Locate "# test: put a marker on the number card, one" in the records below, then copy its line and every following line exactly, without the pictures.
== Listed entries ==
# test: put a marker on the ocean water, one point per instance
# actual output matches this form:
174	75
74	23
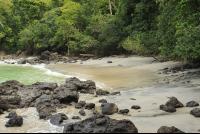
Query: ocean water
28	74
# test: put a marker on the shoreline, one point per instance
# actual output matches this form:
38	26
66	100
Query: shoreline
149	96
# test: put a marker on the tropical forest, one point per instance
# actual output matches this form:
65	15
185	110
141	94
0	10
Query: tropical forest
169	29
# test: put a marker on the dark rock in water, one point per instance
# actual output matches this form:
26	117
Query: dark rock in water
115	93
83	86
1	112
56	119
23	61
123	111
45	86
80	104
64	117
101	124
11	114
192	104
76	117
174	103
195	112
45	106
167	108
90	106
66	93
165	129
109	108
14	121
102	92
82	112
103	101
135	107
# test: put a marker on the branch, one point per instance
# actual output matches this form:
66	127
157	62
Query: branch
1	24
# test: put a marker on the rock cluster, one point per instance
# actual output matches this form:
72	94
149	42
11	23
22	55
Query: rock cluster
101	124
14	120
165	129
171	105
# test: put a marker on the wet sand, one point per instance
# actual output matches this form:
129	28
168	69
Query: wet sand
136	78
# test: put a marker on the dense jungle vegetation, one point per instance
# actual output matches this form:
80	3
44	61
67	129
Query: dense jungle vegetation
168	28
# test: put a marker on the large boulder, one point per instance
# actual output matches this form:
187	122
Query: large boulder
10	87
82	86
109	108
102	92
23	61
11	114
29	96
90	106
165	129
192	104
66	93
80	104
45	86
195	112
101	124
45	106
56	119
14	121
167	108
173	101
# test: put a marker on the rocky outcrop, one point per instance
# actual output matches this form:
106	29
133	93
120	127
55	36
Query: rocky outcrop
101	124
109	108
195	112
76	117
174	103
82	86
165	129
82	112
90	106
45	106
124	111
14	121
11	114
102	101
192	104
102	92
23	61
66	93
57	119
135	107
80	104
115	93
167	108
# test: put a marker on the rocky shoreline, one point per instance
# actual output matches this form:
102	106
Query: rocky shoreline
47	97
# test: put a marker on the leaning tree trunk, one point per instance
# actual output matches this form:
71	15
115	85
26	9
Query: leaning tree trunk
68	45
1	24
110	7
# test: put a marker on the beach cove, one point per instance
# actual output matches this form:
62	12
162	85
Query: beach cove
135	77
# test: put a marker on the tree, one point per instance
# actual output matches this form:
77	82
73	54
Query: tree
68	20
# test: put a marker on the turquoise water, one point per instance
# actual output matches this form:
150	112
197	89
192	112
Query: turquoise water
27	74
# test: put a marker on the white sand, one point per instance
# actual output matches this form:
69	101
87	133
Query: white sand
151	118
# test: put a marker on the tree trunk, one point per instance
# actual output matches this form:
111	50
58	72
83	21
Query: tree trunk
68	45
110	7
1	24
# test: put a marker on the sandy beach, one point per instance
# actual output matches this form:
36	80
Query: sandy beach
137	77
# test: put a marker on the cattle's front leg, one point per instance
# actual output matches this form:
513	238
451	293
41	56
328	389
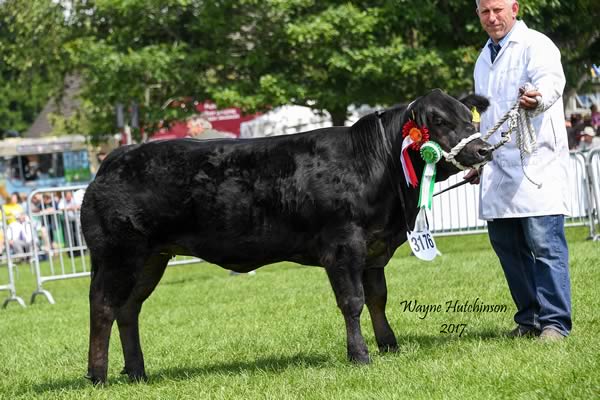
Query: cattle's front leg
376	299
345	276
128	316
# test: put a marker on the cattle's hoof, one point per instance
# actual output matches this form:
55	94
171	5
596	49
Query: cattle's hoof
388	348
96	380
135	376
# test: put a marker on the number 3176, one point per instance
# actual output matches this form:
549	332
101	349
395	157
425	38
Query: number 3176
422	242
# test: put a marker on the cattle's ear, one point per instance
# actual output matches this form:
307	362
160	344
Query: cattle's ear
477	101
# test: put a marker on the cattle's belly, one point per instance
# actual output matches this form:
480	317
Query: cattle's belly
243	253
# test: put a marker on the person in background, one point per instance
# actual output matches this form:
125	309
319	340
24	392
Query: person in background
525	218
20	236
70	209
588	139
595	117
12	207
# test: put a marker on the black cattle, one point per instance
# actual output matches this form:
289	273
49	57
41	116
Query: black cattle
328	197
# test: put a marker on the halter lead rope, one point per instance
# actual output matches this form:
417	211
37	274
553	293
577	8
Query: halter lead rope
519	120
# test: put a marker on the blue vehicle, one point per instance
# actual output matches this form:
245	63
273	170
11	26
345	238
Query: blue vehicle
32	163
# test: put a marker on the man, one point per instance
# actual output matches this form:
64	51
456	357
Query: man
526	219
588	139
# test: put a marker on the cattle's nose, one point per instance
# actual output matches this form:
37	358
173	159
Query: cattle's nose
486	152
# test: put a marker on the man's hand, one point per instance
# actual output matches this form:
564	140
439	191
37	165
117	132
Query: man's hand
472	176
530	99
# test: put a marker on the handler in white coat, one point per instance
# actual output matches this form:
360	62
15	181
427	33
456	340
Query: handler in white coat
525	218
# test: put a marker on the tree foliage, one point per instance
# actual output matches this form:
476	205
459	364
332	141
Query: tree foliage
257	54
32	62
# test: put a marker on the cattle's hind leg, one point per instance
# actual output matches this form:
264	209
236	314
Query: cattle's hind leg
102	316
376	299
128	316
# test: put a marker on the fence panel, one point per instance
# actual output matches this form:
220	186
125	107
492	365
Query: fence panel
57	223
457	212
6	258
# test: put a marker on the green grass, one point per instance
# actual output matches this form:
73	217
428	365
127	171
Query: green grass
279	335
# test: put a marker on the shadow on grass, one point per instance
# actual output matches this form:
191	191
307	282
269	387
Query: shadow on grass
408	344
271	364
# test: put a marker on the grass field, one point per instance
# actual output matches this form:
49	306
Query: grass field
279	335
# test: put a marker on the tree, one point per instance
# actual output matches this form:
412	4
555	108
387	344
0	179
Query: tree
31	59
258	54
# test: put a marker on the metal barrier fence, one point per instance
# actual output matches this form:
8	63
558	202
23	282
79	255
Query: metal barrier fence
59	250
7	257
457	212
63	245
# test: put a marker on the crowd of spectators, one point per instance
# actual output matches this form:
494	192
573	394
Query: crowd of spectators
54	223
584	131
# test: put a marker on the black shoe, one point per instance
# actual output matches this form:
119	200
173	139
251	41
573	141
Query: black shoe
524	331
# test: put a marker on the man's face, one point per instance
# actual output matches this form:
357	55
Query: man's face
497	17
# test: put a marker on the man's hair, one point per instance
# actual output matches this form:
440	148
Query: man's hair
509	2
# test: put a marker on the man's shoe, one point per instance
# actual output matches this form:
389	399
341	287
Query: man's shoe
551	335
524	331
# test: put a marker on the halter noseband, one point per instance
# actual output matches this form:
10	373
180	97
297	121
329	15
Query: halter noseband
451	155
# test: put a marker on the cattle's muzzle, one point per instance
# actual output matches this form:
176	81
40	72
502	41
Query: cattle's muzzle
471	152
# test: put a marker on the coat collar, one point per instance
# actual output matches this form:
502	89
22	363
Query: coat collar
516	35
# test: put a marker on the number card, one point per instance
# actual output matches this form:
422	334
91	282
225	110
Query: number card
420	239
422	244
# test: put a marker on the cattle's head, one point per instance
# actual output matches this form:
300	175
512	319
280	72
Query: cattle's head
449	121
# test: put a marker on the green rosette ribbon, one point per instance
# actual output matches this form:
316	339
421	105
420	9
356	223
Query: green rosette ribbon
431	153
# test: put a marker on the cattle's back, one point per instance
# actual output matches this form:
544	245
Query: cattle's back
269	195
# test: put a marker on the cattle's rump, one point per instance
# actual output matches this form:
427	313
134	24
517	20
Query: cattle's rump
229	201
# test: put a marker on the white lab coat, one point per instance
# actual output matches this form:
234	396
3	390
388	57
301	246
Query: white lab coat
528	56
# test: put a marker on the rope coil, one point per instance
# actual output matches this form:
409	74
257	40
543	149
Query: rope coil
519	120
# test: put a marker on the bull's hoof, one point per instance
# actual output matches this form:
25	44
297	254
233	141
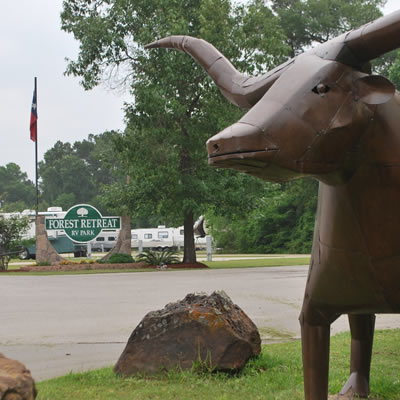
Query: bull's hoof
348	396
356	387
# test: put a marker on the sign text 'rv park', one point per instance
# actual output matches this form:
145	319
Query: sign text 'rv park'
83	223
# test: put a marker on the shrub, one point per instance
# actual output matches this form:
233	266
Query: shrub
152	257
120	258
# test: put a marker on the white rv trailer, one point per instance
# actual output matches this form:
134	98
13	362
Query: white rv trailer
162	238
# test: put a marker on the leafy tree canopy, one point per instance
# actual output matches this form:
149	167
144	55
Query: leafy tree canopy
17	192
73	174
175	106
11	230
===
Solution to this problem:
# test: put a marker on the number card, one point per instance
# actual output matches this form:
422	334
91	282
225	110
Query: number card
420	239
422	244
# test: put a marker on the cattle's head, one point per instance
# actual output matches this form:
300	175
512	319
280	72
Query: cattle's head
449	121
# test: put a marker on the green rosette ribbon, one point per instance
# actual output matches this form:
316	339
421	105
420	9
356	223
Query: green rosette ribbon
431	153
# test: put a marker on the cattle's back, one point per instance
# actual output matches this form:
544	245
Query: cattle's back
269	195
# test: put a marker on the cattle's rump, one point per instance
# actual output matches this form:
427	313
134	24
517	20
Query: cattle's rump
229	201
# test: put a marker on the white lab coat, one point per instance
# actual output matches this form:
234	396
3	390
388	57
301	246
Query: white lab coat
528	56
# test: put a marker on the rope coil, one point per instance
# actual output matches this form:
409	74
257	40
543	149
Query: rope coil
519	120
# test: put a marker on the bull's hoof, one point per instance
# actual output matches this form:
25	44
297	254
233	141
Query: bull's hoof
348	396
356	387
# test: put a marker on the sign text 'rv park', one point per instance
# actual output matches this form:
145	319
Query: sign text 'rv park'
83	223
# test: put a marker on the shrub, one point per instance
# actual output matches this form:
233	266
Query: shrub
152	257
120	258
# test: put a marker on the white rv trailer, one point per instance
# actual output matches this form:
134	98
13	362
Query: white rv trailer
162	238
# test: put a marker on the leafy tree canopy, one point per instance
# actual output matches this form:
149	167
144	55
Query: leafy tree canopy
17	192
73	174
175	106
11	230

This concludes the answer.